Aim of the exercise
Print out the records below with nothing altered.

Exercise data
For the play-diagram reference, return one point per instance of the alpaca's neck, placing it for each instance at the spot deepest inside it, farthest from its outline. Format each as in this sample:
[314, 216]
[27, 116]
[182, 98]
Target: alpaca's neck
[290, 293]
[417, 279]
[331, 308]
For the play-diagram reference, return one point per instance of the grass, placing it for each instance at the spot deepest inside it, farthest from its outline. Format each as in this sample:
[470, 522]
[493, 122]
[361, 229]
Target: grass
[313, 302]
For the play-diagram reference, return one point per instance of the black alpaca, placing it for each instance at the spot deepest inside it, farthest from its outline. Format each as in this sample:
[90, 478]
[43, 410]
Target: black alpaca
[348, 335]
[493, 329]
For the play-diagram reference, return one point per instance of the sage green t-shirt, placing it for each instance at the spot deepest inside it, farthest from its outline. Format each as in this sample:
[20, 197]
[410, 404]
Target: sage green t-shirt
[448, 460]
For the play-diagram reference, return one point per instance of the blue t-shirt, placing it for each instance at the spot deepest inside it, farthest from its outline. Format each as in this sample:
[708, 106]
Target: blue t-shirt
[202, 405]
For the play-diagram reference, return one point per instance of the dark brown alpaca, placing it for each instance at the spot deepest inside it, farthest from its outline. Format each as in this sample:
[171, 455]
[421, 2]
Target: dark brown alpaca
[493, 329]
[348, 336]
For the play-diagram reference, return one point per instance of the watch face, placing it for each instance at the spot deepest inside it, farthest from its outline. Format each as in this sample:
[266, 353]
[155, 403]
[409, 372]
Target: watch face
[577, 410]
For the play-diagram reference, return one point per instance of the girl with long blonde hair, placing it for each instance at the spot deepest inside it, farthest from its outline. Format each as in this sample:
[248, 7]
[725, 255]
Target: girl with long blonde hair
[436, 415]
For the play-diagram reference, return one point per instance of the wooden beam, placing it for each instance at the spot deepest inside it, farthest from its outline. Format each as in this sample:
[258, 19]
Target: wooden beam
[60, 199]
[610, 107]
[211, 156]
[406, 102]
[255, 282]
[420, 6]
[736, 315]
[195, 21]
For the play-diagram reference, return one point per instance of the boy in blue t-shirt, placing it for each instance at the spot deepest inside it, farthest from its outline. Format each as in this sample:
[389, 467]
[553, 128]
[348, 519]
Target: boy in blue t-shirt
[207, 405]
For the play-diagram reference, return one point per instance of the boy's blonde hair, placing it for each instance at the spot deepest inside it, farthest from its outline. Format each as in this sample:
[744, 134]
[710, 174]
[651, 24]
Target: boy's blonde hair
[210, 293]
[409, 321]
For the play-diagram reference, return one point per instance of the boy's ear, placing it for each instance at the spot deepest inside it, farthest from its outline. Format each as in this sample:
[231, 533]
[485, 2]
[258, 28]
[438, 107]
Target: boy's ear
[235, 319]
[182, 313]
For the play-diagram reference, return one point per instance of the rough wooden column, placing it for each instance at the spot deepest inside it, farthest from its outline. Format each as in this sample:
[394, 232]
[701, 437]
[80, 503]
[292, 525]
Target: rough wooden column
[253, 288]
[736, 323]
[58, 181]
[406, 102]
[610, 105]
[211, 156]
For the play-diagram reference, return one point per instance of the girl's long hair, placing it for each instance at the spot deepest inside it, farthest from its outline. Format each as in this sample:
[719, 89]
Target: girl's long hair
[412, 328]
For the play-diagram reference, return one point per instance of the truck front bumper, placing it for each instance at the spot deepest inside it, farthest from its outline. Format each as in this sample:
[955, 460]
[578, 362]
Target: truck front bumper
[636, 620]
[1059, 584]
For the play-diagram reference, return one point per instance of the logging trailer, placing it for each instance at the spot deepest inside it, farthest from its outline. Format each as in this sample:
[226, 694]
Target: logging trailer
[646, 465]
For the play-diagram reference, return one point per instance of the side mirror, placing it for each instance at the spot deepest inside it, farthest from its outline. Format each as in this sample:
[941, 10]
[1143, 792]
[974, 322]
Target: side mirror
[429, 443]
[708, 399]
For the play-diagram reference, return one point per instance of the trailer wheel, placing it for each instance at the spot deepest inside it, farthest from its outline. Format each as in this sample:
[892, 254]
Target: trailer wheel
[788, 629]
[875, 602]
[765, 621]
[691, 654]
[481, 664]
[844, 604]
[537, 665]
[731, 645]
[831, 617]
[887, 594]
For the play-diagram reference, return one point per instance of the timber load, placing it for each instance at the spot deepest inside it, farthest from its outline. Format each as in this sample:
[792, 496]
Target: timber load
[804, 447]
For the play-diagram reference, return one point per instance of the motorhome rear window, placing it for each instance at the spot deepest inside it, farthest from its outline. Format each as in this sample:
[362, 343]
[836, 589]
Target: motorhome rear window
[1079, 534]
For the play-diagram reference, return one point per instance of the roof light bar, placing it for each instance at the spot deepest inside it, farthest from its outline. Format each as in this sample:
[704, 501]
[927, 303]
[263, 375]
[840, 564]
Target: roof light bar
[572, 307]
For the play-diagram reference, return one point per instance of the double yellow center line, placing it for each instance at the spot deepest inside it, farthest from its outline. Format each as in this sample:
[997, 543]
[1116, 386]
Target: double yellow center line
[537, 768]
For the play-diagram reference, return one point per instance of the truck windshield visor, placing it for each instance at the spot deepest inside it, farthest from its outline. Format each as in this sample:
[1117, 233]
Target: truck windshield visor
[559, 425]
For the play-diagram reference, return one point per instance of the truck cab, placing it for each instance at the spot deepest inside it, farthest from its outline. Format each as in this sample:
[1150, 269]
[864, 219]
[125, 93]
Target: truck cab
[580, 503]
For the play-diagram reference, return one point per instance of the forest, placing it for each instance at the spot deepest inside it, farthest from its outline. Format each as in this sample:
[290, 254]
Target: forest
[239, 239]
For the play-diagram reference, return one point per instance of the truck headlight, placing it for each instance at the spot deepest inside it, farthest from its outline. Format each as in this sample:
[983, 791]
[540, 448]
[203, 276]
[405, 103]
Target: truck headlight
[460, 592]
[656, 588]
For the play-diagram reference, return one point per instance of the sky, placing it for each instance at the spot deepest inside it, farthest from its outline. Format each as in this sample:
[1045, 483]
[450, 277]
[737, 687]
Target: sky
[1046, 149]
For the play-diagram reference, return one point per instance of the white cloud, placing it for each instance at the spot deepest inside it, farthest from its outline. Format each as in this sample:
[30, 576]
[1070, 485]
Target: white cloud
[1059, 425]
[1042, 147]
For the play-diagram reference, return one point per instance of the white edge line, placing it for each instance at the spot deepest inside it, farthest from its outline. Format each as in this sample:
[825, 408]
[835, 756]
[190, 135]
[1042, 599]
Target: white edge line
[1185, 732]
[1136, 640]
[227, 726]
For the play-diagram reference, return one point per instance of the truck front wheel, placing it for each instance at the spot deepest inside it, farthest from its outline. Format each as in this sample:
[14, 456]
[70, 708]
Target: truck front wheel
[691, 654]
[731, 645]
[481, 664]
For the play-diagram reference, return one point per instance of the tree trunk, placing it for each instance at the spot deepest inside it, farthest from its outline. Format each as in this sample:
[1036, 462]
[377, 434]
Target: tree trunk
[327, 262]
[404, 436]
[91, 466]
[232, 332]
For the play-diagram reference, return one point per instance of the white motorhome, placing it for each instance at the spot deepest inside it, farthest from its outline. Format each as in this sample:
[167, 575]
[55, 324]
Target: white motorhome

Task response
For the play-diagram reference, return one point per instance of the alpaca's neck, placing it for each instance at the spot deepest inside it, farthest from its outline. Format each as in this sample:
[314, 216]
[27, 116]
[182, 98]
Target: alpaca's neck
[290, 293]
[417, 279]
[331, 308]
For the play-diagram reference, return one point per instance of the grass, placing it for each instance at the spot deepest inside it, farthest from its outline. Format each as in this sample:
[470, 522]
[493, 122]
[361, 229]
Target: grass
[313, 302]
For the play-diagram reference, return one point per instance of the black alpaca, placing it for each instance at the spot deepest inside it, farthest from its outline. Format each as in this sample:
[90, 478]
[43, 410]
Target: black alpaca
[348, 335]
[493, 329]
For the play-diagram reference, return one point per instance of the sage green t-shirt, placing it for each instance at the spot deepest inside it, farthest from its outline. Format each as in this sample:
[20, 197]
[410, 404]
Target: sage green t-shirt
[448, 460]
For the play-diagram reference, return one point per instance of the blue t-shirt, placing it for each instance at the spot deepest inside it, farthest from its outline. Format each as in this sample:
[708, 106]
Target: blue t-shirt
[202, 405]
For the play-diagram reference, return one point per instance of the dark brown alpaca, placing it for each instance at the spot deepest inside it, farthest from its outline. Format each as in this sample:
[171, 455]
[421, 2]
Target: dark brown alpaca
[493, 329]
[348, 336]
For the play-diagram reference, return one point per instance of the watch face, placing it for each instance at the spot deepest inside it, farthest from its outline. Format each as in this sample:
[266, 353]
[155, 403]
[409, 372]
Target: watch face
[577, 410]
For the play-diagram reference, return one point per instance of the girl with long blonde hair, placing it for each instance at the spot deepest inside it, farthest from its outline. Format each as in this sample:
[248, 7]
[725, 255]
Target: girl with long blonde hair
[436, 415]
For the play-diagram reference, return one point per instance of the wooden beam, placing it for each instance at the spot deepest inside it, farthest from its outline. Format each as in this sample:
[258, 19]
Target: wooden beam
[60, 199]
[610, 107]
[211, 156]
[406, 102]
[255, 282]
[420, 6]
[736, 315]
[195, 21]
For the play-diagram reference, return one point per instance of the boy in blue t-shirt, placing it for each instance at the spot deepest inside it, farthest from its outline. Format each as in this sample:
[389, 467]
[553, 128]
[348, 519]
Target: boy in blue t-shirt
[207, 405]
For the play-diagram reference, return one point per instance of the boy's blonde hair, placing it for each instance at the spot deepest inside it, farthest from its outline. Format each as in this sample:
[744, 134]
[710, 174]
[651, 24]
Target: boy's blonde hair
[210, 293]
[409, 321]
For the play-diagram reference, return one point per instance of the boy's ear, placing it for each instance at the spot deepest inside it, farthest from its outline. Format each as in this sample:
[231, 533]
[485, 2]
[258, 28]
[438, 107]
Target: boy's ear
[235, 319]
[182, 313]
For the play-diagram reference, return one point per instance of the rough wooden column, placing it for each instance at the spot deepest inside it, farthest from its outline. Format each as in this sample:
[394, 232]
[701, 437]
[80, 503]
[292, 525]
Target: rough wooden column
[253, 288]
[736, 323]
[58, 181]
[406, 102]
[610, 105]
[211, 156]
For the play-diagram reference, return one point per instance of the girl's long hair, placing it for each instance at the spot deepest inside it, farthest from its outline. Format each as in this sample:
[719, 89]
Target: girl's long hair
[412, 328]
For the play-diagram reference, return one point per instance of the truck front bumper, placing it for each instance at the spot deepest inside it, farthest from its outline. Format each as in this sample:
[955, 460]
[578, 362]
Target: truck front bumper
[636, 620]
[1059, 584]
For the play-diagram reference, return one point per instance of the logging trailer, placing it for each instance at the spot deepest inside it, farthest from its outline. Format each as in this sample:
[226, 694]
Target: logging trailer
[646, 465]
For the play-diagram reference, return one point per instance of the side mirror, placing it for each instance at the spot deepest inside it, farthest from its outline. Format each as in this sample:
[941, 10]
[1143, 792]
[974, 322]
Target: side mirror
[429, 443]
[708, 399]
For the play-diagram reference, return one point per instance of the trailer wheel, placing it for each instance at the spot deepest inside it, farthest from its outline. Format each as in this sample:
[892, 254]
Target: trailer wheel
[788, 629]
[875, 602]
[765, 621]
[691, 654]
[481, 664]
[844, 604]
[537, 665]
[731, 645]
[831, 617]
[887, 594]
For the play-diagram reference, return one point per instance of the timber load, placing it for each instance at the spot deepest inside it, farthest from its outline. Format each as in this sample:
[792, 496]
Target: timber load
[804, 447]
For the play-diagram reference, return one point per instance of the motorhome rear window, placing it for each instance at the spot deepest inside it, farthest from its outline. Format each as in this sample:
[362, 343]
[836, 589]
Target: motorhome rear window
[1079, 534]
For the play-diagram reference, return one point per instance of the roof light bar, placing it for each instance at the spot deepest inside it, farthest from its outline. Format each as in this sample:
[704, 501]
[927, 303]
[263, 375]
[840, 564]
Target: roof light bar
[572, 307]
For the play-diagram reference, return one point per instance of the double yellow center line, placing it for each instance at the spot deepest inside it, farthest from its outline. Format each as in this sample:
[997, 543]
[1116, 386]
Target: double yellow center line
[537, 768]
For the play-diagram reference, return one point per instance of the truck windshield visor, placing it for each instance at the spot deepest inside it, farthest from its outline. Format each as in this sample:
[1117, 233]
Target: truck windshield visor
[559, 425]
For the play-diagram reference, return one point per instance of the truck cab, placing it for each instance at the spot deepest inside it, farthest from its outline. Format each as in this sample:
[1150, 269]
[864, 219]
[125, 93]
Target: truck cab
[580, 503]
For the play-diagram reference, return one point per instance of the forest, placing it for each instance at the spot deepest inside it, farthest from its outline. Format each as in this sample:
[290, 254]
Target: forest
[239, 239]
For the play-diagram reference, return one point per instance of the truck headlight, placing it for each instance at the spot deepest inside it, farthest from its outline. Format each as in this sample:
[983, 791]
[540, 448]
[203, 276]
[405, 103]
Target: truck headlight
[460, 592]
[656, 588]
For the play-diagram reference, return one point per instance of the sky, placing it for each instance at the spot deepest inside it, farthest from its outline. Format each as in this sample:
[1045, 483]
[450, 277]
[737, 687]
Target: sky
[1046, 149]
For the play-diagram reference, return one point per instance of the white cloud, placing it for each instance at the spot deepest inside it, farthest from its outline. Format each as in this sample:
[30, 576]
[1070, 485]
Target: white cloud
[1059, 425]
[1042, 147]
For the play-diagram reference, return one point per instance of the white edge line, placing it for each instance at the spot deepest inside it, farthest from its outline. Format each as in this sample:
[825, 408]
[835, 756]
[190, 135]
[1042, 599]
Target: white edge line
[1185, 732]
[1136, 640]
[227, 726]
For the play-diagram reference, return one point per instance of the truck front wheel, placing it for each instance at the spot deepest inside it, farthest from its outline. Format each as in this sample:
[14, 456]
[70, 708]
Target: truck front wheel
[691, 654]
[731, 645]
[481, 664]
For the play-diagram reference, return one point per instance of the tree trunk, placing it for each instance at the spot deepest inside it, farthest from its outline. Format each as in this sample:
[1036, 462]
[377, 434]
Target: tree trunk
[327, 262]
[404, 436]
[91, 466]
[232, 332]
For the play-diagram reference, return one point per instance of the white motorhome, placing it for each instance at the spot deepest inside it, farthest from its outline. Format each as in this sample:
[167, 575]
[55, 324]
Target: white motorhome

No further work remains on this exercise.